• [Exercise task]: Which lines in the entries below contain the word "mast"? Pick out each one and copy it unchanged.

• [Supplied records]:
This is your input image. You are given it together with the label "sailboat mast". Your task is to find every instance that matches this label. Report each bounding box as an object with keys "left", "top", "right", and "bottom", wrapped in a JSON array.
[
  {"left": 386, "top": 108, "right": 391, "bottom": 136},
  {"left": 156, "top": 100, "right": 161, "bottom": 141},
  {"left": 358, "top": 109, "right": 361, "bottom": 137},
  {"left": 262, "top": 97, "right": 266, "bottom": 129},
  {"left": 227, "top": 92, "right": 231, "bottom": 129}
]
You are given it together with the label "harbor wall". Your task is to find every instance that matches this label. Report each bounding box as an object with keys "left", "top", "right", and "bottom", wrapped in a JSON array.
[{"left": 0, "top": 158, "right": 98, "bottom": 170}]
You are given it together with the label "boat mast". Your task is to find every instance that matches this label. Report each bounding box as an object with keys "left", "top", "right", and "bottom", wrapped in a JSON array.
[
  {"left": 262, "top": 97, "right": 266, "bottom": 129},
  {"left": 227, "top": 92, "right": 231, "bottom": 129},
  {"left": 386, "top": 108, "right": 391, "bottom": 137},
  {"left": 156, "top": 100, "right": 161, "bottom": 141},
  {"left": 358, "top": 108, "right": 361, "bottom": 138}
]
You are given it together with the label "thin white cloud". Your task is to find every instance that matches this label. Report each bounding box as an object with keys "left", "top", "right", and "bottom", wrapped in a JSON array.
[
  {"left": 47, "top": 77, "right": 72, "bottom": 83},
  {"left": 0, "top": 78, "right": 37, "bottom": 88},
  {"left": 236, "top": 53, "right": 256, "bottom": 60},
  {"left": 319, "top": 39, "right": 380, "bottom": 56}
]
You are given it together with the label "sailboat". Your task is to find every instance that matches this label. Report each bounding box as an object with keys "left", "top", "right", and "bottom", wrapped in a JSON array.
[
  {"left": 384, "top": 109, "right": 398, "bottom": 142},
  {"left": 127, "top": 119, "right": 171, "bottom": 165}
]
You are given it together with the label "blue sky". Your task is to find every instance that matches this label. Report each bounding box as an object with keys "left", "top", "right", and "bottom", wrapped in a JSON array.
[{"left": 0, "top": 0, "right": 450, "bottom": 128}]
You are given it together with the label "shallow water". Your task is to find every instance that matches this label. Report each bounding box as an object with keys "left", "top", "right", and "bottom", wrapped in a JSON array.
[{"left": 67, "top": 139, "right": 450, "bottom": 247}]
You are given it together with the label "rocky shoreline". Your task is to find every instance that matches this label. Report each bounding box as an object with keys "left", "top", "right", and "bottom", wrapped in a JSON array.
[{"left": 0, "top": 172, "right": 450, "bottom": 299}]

• [Full output]:
This is your input image. You are given it together with the label "sailboat mast". Your task is to find every instance that matches this label. Report each bounding box as an object with keys "left", "top", "right", and "bottom", wrapped in a JSON array.
You are given it together with the label "boat mast". Your task is to find every instance that matches this label. Report each bounding box as an object with keys "left", "top", "right", and "bottom", wrapped in a JSON array.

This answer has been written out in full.